Aim:
Keep only the lines below that contain the string "black", and copy each of them unchanged.

Working data:
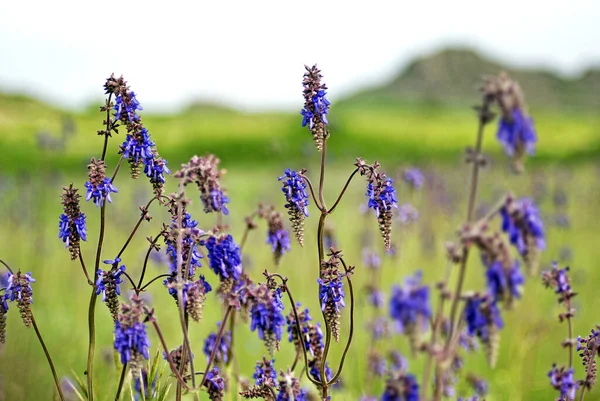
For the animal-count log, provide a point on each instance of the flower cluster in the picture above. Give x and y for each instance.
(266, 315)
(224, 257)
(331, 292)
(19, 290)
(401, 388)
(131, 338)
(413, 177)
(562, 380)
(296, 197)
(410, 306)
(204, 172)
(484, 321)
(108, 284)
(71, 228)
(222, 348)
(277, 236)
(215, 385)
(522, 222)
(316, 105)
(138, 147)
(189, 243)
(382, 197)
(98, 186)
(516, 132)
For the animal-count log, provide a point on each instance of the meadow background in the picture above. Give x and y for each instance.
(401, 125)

--

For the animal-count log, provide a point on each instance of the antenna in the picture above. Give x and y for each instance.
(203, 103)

==

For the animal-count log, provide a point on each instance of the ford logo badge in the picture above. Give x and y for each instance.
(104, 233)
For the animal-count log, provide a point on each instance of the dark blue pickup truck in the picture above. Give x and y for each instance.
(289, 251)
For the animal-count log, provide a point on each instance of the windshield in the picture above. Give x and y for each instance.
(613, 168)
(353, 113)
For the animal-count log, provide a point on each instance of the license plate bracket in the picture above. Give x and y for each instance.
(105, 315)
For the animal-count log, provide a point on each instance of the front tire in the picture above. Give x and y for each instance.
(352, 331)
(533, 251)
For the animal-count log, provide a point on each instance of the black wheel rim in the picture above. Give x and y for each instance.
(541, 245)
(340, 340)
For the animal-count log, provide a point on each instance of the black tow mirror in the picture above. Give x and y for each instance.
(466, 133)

Result:
For the animal-count log, provide a point on each instance of the black wheel rim in the picture above. Give x and y for each instance.
For the animal-count log, provide a point on each instance of the black tow mirror in the picture above. Give x and y for each instance.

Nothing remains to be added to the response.